## [Work instruction]
The answer must restate every entry below word for word.

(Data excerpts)
== == ==

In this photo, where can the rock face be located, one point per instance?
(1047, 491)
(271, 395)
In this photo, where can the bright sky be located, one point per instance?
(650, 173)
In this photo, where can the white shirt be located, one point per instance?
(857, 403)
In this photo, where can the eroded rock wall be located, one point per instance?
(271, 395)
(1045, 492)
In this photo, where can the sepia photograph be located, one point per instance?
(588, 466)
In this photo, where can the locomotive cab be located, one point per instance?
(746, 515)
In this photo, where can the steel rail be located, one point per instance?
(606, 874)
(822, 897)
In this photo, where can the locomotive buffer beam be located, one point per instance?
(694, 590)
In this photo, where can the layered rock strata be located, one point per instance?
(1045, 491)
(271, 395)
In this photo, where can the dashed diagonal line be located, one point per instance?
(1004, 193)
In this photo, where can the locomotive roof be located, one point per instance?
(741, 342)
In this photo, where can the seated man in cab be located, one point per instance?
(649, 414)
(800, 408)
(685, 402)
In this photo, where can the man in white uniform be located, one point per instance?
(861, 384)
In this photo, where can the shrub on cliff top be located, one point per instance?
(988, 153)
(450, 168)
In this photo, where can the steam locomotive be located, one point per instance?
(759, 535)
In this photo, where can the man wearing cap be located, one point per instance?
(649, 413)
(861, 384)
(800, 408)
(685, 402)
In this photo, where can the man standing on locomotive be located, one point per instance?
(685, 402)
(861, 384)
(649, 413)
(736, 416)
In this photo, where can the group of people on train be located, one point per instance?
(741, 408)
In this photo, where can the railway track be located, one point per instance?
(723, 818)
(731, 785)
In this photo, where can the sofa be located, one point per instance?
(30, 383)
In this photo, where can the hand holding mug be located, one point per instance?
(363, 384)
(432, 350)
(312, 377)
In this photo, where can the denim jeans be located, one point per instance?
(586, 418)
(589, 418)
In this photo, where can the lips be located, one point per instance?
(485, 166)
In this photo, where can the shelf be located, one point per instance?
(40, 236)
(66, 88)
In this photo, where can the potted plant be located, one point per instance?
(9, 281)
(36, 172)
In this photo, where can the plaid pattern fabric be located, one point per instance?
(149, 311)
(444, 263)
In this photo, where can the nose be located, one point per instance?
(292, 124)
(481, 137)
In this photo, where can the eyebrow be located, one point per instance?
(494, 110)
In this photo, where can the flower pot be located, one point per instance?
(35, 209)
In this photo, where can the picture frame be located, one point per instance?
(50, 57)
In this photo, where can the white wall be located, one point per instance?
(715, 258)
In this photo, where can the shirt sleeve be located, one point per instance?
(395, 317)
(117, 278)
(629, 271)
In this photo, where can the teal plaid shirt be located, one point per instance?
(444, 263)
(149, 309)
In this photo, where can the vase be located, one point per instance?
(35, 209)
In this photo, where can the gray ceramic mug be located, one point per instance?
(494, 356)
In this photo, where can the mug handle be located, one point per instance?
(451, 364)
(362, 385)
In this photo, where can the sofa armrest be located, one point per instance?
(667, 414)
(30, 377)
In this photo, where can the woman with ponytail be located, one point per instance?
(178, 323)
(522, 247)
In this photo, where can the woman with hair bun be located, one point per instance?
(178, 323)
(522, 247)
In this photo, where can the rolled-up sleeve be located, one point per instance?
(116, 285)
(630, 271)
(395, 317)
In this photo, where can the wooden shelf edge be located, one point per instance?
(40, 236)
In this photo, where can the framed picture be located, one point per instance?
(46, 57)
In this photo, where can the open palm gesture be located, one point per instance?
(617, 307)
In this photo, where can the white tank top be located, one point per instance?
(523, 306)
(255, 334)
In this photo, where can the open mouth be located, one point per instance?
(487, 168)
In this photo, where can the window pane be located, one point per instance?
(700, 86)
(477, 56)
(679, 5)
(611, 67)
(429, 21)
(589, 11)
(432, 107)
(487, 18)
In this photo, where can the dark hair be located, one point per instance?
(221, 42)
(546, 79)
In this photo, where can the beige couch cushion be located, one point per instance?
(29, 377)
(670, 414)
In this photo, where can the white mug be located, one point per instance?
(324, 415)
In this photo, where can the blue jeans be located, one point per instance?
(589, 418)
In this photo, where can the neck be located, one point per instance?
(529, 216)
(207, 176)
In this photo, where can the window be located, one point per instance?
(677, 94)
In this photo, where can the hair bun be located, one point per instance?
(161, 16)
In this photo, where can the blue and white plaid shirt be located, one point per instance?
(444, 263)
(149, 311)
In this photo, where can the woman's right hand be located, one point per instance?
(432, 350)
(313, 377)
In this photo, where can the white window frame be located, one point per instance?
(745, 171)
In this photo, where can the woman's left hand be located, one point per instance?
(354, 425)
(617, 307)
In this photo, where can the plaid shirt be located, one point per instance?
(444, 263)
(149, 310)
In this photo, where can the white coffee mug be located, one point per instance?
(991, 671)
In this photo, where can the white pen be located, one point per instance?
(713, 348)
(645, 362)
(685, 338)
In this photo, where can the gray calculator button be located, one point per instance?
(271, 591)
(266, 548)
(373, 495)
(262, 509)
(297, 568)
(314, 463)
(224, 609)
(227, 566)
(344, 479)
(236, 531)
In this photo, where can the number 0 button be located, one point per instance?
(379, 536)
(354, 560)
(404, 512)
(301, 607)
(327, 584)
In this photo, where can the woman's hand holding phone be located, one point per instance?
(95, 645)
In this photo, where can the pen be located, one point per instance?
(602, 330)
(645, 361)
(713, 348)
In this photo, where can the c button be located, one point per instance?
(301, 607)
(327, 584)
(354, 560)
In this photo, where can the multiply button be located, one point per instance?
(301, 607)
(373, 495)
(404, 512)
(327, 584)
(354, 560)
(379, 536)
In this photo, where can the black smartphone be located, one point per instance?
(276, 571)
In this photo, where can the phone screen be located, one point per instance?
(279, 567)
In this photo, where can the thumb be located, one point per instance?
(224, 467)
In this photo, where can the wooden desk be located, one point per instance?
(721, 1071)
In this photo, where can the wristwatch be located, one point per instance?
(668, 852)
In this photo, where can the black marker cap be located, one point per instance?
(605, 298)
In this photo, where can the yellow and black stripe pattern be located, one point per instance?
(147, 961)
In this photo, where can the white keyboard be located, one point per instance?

== == ==

## [Output]
In this photo, where can the rock face be located, one point per instance?
(1047, 491)
(271, 395)
In this photo, where can the bright sky be located, one point per instance?
(650, 173)
In this photo, where can the white shirt be located, one point per instance?
(857, 403)
In this photo, where can the eroded rock wall be located, one point per instance?
(271, 395)
(1045, 492)
In this photo, where can the sepia photograph be located, one point per instance?
(588, 466)
In this photo, where can the locomotive cab be located, one point per instance?
(746, 515)
In this photo, where can the steel rail be located, one point per instance?
(606, 874)
(822, 897)
In this photo, where can the locomotive buffer beam be located, one point per instance?
(694, 590)
In this photo, where can the layered rock strata be located, one point per instance?
(1045, 491)
(271, 395)
In this photo, where can the dashed diagonal line be located, one point per instance?
(1004, 193)
In this photo, where can the locomotive roof be located, one point per instance?
(741, 342)
In this photo, where can the seated man in cab be located, one point per instance?
(649, 414)
(800, 408)
(685, 402)
In this photo, where can the man in white uniform be located, one point per instance?
(861, 384)
In this photo, where can the shrub on cliff top be located, one point per instance?
(988, 153)
(450, 168)
In this photo, where can the steam locomotive be located, one point per instance?
(759, 535)
In this photo, where can the man wearing cap be located, one point per instance?
(649, 413)
(861, 384)
(800, 408)
(685, 402)
In this photo, where can the man standing on locomotive be located, one point per instance?
(685, 402)
(861, 384)
(649, 413)
(736, 416)
In this photo, where can the group of people on train be located, one point per instance?
(741, 408)
In this photo, where can the railway track be located, one point per instance?
(723, 818)
(731, 785)
In this photo, where can the sofa be located, one point per instance?
(30, 383)
In this photo, where can the hand holding mug be located, one point per instance?
(363, 384)
(432, 350)
(312, 377)
In this photo, where can the denim jeans be located, one point per instance?
(586, 418)
(589, 418)
In this photo, where can the lips be located, one point per instance?
(485, 166)
In this photo, where can the shelf be located, one point per instance?
(40, 236)
(66, 88)
In this photo, where can the potted plant be located, one point per instance?
(9, 281)
(36, 172)
In this photo, where can the plaid pattern fabric be located, one point per instance?
(149, 311)
(444, 263)
In this photo, where can the nose be located, one point per instance?
(292, 124)
(481, 137)
In this photo, where can the eyebrow be located, one point per instance?
(494, 110)
In this photo, where can the flower pot be located, one point per instance?
(35, 209)
In this photo, where can the picture frame be located, one point per instance?
(50, 57)
In this photo, where can the white wall be located, one point per instance?
(715, 258)
In this photo, where can the shirt sleeve be located, one point per instance?
(395, 317)
(117, 278)
(629, 271)
In this photo, where can the teal plaid shirt be located, one point per instance?
(444, 263)
(149, 309)
In this photo, where can the vase be located, one point per instance?
(35, 209)
In this photo, where can the gray ceramic mug be located, one point per instance?
(494, 356)
In this photo, where can the mug handle be located, one point per instance?
(451, 364)
(362, 385)
In this photo, where can the sofa armrest be located, one point per instance?
(667, 414)
(30, 377)
In this photo, where can the woman with ponytail be located, one point per instance?
(178, 323)
(522, 247)
In this photo, where can the woman with hair bun be located, one point per instance?
(178, 323)
(522, 247)
In this photo, where can the rolled-up sleeve be located, one point per instance?
(116, 285)
(630, 271)
(395, 317)
In this photo, where can the wooden shelf edge be located, one point per instance?
(40, 236)
In this photo, where can the framed picture be located, one point per instance?
(46, 57)
In this photo, where can the open palm gesture be located, one point per instance?
(617, 307)
In this photo, where can the white tank top be located, one point per instance?
(523, 306)
(255, 334)
In this photo, where can the open mouth be located, one point per instance?
(487, 168)
In this photo, where can the window pane be located, one point per instance?
(700, 86)
(477, 56)
(679, 5)
(611, 67)
(429, 21)
(589, 11)
(432, 107)
(487, 18)
In this photo, where can the dark hair be located, one point per instance?
(221, 42)
(546, 79)
In this photo, where can the beige couch cushion be located, one point per instance?
(29, 377)
(670, 414)
In this photo, where can the white mug be located, one point per instance?
(324, 415)
In this photo, where can the blue jeans be located, one point per instance?
(589, 418)
In this photo, where can the neck be located, one point per instance?
(529, 216)
(207, 176)
In this photo, where can the window be located, one point per instance?
(677, 94)
In this photo, where can the hair bun be located, one point per instance?
(161, 16)
In this photo, where can the blue and white plaid shirt be located, one point per instance?
(444, 263)
(149, 311)
In this photo, where can the woman's right hand be located, one point per instance?
(432, 350)
(313, 377)
In this photo, where can the white window frame be located, one point per instance?
(745, 171)
In this photo, where can the woman's left hand be located, one point per instance?
(354, 425)
(617, 307)
In this photo, where can the plaid shirt be located, one point per instance?
(444, 263)
(149, 310)
In this photo, where can the white coffee mug be located, one point per instance?
(991, 671)
In this photo, where can the white pen be located, one point per instance?
(713, 348)
(645, 362)
(685, 338)
In this photo, where can the gray calculator button be located, one point per instance?
(271, 591)
(266, 548)
(373, 495)
(262, 509)
(297, 568)
(314, 463)
(224, 609)
(227, 566)
(344, 479)
(236, 531)
In this photo, where can the number 0 button be located, one point per instance?
(379, 536)
(354, 560)
(404, 512)
(301, 607)
(327, 584)
In this photo, where can the woman's hand holding phone be located, one point per instance?
(95, 645)
In this photo, where can the pen be located, one point per instance?
(602, 330)
(645, 361)
(713, 348)
In this photo, where can the c button be located, one point per instance?
(301, 607)
(327, 584)
(354, 560)
In this photo, where can the multiply button be located, one point per instance?
(301, 607)
(373, 495)
(404, 512)
(327, 584)
(354, 560)
(379, 536)
In this photo, where can the black smartphone be located, one point per instance?
(276, 571)
In this photo, where can the phone screen be located, one point per instance?
(279, 567)
In this photo, where can the thumb be located, one point per instance?
(224, 467)
In this photo, where can the wooden desk be located, one point per instance?
(721, 1071)
In this photo, where can the wristwatch be located, one point per instance?
(668, 852)
In this photo, where can the black marker cap be located, one point per instance?
(605, 298)
In this photo, where can the yellow and black stripe pattern be located, one point per instance?
(147, 961)
In this photo, where can the white keyboard be located, one point per instance?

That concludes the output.